[Collected data]
# # # #

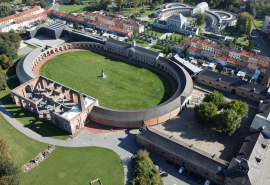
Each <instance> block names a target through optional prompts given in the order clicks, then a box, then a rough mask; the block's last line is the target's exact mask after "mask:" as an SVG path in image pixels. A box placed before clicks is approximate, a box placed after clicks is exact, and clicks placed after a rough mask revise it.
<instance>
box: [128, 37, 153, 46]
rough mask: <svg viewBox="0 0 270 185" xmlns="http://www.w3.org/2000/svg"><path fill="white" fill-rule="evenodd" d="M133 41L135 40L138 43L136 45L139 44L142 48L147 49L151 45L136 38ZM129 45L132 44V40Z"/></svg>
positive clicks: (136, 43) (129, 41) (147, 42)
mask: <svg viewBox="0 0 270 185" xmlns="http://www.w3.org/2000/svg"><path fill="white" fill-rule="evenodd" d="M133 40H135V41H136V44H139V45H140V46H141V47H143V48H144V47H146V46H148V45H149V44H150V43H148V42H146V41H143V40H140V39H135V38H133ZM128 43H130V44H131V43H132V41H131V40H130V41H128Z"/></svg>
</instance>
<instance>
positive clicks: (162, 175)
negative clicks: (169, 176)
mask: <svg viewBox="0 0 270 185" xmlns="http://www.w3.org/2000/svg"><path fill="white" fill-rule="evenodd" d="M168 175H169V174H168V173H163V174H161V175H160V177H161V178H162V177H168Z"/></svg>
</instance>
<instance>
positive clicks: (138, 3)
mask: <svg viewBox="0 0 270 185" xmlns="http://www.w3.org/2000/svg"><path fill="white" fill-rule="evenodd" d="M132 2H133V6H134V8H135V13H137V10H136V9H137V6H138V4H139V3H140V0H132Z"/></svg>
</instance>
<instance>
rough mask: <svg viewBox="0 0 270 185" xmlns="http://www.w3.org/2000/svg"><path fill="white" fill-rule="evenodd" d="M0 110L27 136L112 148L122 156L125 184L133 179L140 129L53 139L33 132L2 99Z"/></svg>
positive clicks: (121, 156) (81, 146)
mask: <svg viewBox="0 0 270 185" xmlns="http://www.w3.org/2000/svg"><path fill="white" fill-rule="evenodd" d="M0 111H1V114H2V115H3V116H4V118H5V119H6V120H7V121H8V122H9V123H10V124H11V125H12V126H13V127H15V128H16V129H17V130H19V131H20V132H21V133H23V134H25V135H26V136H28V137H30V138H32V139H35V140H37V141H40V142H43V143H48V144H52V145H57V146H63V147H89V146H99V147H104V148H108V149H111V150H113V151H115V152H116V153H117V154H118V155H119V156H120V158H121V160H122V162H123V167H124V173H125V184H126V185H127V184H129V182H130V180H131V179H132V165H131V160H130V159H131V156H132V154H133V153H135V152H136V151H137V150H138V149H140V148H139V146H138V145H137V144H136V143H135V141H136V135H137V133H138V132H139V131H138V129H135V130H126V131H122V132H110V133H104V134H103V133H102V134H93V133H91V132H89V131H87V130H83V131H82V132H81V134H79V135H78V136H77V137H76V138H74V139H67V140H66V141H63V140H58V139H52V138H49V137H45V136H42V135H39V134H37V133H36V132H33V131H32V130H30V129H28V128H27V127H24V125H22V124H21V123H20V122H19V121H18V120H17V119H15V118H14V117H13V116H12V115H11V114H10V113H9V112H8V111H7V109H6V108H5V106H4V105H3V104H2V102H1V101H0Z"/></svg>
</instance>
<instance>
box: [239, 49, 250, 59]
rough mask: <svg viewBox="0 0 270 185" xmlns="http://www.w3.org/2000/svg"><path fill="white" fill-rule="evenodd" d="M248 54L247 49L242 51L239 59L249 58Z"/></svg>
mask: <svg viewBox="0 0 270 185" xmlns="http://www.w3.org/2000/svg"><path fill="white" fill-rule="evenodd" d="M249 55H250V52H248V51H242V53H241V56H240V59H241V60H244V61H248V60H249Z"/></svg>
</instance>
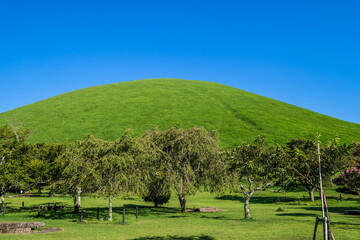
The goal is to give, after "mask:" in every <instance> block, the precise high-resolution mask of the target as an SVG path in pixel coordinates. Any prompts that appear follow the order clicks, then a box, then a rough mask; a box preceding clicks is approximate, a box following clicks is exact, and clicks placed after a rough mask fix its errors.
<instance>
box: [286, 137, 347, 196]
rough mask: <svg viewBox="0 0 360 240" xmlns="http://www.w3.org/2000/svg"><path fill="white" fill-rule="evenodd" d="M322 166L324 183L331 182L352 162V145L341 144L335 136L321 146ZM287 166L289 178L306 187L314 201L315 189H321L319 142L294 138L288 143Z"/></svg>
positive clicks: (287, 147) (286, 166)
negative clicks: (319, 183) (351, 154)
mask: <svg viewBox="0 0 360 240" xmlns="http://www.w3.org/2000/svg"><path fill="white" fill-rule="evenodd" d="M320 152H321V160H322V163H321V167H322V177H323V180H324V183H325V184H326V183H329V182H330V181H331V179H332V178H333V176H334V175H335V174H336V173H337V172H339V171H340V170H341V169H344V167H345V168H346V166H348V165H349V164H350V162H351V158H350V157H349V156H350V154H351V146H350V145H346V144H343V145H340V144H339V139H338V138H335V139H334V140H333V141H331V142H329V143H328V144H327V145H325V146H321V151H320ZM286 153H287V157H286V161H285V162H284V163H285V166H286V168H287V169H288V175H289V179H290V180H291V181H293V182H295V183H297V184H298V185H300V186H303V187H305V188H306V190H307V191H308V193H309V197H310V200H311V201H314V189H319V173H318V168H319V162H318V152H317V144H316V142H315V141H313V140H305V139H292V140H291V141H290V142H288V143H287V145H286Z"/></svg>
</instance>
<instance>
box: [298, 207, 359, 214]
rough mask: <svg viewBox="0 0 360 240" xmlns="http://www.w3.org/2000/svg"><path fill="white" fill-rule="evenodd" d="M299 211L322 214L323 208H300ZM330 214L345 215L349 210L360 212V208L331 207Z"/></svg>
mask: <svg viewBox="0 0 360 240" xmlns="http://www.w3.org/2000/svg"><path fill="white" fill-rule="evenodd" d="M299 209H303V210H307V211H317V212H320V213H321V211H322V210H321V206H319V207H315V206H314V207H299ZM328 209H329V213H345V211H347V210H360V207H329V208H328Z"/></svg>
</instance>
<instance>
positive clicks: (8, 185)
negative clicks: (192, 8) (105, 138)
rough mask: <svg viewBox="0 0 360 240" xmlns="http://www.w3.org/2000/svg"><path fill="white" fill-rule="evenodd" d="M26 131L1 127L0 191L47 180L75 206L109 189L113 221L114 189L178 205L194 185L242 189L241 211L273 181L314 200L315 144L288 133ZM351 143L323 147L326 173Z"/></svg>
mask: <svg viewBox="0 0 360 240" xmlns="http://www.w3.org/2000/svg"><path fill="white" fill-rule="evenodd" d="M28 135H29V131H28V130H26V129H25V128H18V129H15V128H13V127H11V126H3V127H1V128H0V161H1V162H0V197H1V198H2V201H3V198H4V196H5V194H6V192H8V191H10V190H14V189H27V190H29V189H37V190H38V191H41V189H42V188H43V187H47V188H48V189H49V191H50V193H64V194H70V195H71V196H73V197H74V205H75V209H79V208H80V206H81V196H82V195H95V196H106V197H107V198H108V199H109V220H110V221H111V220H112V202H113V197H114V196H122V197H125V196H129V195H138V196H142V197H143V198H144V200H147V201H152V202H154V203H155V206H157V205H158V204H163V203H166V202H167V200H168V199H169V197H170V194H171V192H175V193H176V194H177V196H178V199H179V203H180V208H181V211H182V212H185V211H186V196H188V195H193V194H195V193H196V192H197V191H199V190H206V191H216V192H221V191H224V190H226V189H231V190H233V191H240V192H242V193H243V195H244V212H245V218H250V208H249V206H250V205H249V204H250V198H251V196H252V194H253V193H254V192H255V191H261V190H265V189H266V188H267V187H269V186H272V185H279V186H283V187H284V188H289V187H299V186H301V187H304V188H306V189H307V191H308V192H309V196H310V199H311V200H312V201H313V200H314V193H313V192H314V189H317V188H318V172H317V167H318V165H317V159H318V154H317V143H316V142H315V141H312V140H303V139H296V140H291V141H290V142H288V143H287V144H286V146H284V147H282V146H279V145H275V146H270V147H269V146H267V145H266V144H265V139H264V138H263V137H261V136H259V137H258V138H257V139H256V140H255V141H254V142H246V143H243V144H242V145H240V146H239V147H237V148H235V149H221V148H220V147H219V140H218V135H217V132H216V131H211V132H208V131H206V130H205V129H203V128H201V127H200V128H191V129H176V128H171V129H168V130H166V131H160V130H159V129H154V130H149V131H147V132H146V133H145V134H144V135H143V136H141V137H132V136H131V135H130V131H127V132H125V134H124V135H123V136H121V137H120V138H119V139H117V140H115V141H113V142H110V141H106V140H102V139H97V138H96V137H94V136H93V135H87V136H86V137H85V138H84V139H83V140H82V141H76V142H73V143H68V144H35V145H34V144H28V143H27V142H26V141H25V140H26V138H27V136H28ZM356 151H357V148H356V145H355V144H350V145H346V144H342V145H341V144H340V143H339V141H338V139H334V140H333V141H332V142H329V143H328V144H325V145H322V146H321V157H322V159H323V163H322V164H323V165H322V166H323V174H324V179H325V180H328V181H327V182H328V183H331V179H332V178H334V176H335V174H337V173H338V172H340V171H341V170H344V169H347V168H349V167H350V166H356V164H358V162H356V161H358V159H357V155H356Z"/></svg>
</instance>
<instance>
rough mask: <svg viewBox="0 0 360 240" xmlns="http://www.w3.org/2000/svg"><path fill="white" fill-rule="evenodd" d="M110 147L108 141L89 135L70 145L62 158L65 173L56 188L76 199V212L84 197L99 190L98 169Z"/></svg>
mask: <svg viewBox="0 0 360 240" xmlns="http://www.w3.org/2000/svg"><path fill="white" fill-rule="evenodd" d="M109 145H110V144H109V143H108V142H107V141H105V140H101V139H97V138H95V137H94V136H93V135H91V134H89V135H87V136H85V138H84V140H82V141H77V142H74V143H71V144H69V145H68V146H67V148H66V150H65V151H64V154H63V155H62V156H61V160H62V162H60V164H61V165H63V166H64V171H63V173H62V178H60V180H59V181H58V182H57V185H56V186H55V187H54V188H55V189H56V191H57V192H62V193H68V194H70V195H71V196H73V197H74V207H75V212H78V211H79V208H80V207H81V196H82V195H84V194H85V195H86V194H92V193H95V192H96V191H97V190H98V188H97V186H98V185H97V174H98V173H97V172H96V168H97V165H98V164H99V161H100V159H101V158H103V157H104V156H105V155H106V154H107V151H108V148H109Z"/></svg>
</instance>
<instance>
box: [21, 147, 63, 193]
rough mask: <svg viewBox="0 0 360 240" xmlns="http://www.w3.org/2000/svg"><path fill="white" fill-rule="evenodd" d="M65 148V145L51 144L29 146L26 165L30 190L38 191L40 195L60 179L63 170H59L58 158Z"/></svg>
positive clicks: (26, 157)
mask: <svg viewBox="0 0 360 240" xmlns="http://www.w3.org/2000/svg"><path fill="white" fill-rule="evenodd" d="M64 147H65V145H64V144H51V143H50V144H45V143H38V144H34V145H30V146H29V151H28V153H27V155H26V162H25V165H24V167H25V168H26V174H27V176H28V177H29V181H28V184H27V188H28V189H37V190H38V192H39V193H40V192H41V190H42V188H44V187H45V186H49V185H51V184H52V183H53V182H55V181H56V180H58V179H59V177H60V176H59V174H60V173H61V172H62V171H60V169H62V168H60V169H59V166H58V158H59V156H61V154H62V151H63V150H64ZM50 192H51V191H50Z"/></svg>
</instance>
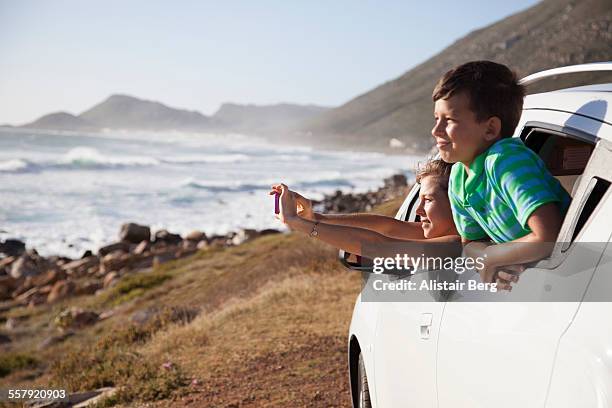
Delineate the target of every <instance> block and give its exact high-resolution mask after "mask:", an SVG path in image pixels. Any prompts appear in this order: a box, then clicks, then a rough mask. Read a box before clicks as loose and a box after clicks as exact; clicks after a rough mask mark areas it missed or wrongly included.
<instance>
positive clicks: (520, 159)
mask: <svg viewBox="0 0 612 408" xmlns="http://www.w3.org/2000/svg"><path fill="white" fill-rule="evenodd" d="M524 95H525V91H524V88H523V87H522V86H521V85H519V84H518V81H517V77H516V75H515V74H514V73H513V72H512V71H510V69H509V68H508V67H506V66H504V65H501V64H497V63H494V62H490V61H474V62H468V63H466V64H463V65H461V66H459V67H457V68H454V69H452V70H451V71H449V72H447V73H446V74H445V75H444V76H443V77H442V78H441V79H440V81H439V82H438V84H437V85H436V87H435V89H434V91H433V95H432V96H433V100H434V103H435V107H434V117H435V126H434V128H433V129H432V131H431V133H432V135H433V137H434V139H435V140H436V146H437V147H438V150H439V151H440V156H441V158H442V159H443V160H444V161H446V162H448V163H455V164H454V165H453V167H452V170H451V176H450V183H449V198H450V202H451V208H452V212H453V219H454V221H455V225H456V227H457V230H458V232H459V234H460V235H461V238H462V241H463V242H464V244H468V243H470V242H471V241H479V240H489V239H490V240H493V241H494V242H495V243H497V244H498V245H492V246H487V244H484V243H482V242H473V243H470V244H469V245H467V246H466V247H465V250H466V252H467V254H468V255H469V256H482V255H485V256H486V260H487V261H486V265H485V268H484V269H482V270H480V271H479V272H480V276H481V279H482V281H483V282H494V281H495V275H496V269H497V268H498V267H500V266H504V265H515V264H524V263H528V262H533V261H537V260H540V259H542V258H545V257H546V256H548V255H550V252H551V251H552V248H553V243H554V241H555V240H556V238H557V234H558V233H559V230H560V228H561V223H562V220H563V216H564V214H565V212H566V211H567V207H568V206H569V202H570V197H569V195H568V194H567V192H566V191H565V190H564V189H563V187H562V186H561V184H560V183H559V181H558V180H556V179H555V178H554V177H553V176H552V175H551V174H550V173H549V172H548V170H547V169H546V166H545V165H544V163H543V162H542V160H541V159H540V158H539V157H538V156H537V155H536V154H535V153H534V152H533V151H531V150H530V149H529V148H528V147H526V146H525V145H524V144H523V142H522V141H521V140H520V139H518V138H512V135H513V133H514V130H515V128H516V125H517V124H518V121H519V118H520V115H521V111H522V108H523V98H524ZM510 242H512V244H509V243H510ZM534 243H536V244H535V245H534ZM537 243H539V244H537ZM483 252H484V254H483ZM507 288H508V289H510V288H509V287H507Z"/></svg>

# # # #

| WHAT YOU SHOULD DO |
Return the opening line of the data above and every line after it up to and including the line that holds "110L27 136L112 148L122"; pictures stay out.

| WRITTEN RESPONSE |
Each <instance> block names a target through optional prompts given in the order clicks, then a box, then a rough mask; the block's last line is the target's exact mask after "mask:" as an SVG path in image pixels. A box placed before clicks is approximate, a box placed after clicks is exact, and clicks placed after a rough mask revise it.
<instance>
box: [128, 37, 153, 46]
rough mask: <svg viewBox="0 0 270 185" xmlns="http://www.w3.org/2000/svg"><path fill="white" fill-rule="evenodd" d="M133 41L135 40L138 43L136 45L139 44L142 48L147 49L151 45L136 38ZM129 45L132 44V40Z"/></svg>
positive clicks: (136, 43) (129, 41) (147, 42)
mask: <svg viewBox="0 0 270 185" xmlns="http://www.w3.org/2000/svg"><path fill="white" fill-rule="evenodd" d="M133 40H135V41H136V44H139V45H140V46H141V47H143V48H144V47H146V46H148V45H149V44H150V43H148V42H146V41H143V40H140V39H135V38H133ZM128 43H130V44H131V43H132V41H131V40H130V41H128Z"/></svg>
</instance>
<instance>
positive clicks: (162, 175)
negative clicks: (169, 176)
mask: <svg viewBox="0 0 270 185" xmlns="http://www.w3.org/2000/svg"><path fill="white" fill-rule="evenodd" d="M168 175H169V174H168V173H163V174H161V175H160V177H161V178H162V177H168Z"/></svg>
</instance>
<instance>
positive clicks: (138, 3)
mask: <svg viewBox="0 0 270 185" xmlns="http://www.w3.org/2000/svg"><path fill="white" fill-rule="evenodd" d="M132 2H133V6H134V8H135V13H137V10H136V9H137V6H138V4H139V3H140V0H132Z"/></svg>
</instance>
<instance>
rough mask: <svg viewBox="0 0 270 185" xmlns="http://www.w3.org/2000/svg"><path fill="white" fill-rule="evenodd" d="M0 110L27 136L112 148L122 156L125 184L133 179L140 129L53 139L33 132L2 99Z"/></svg>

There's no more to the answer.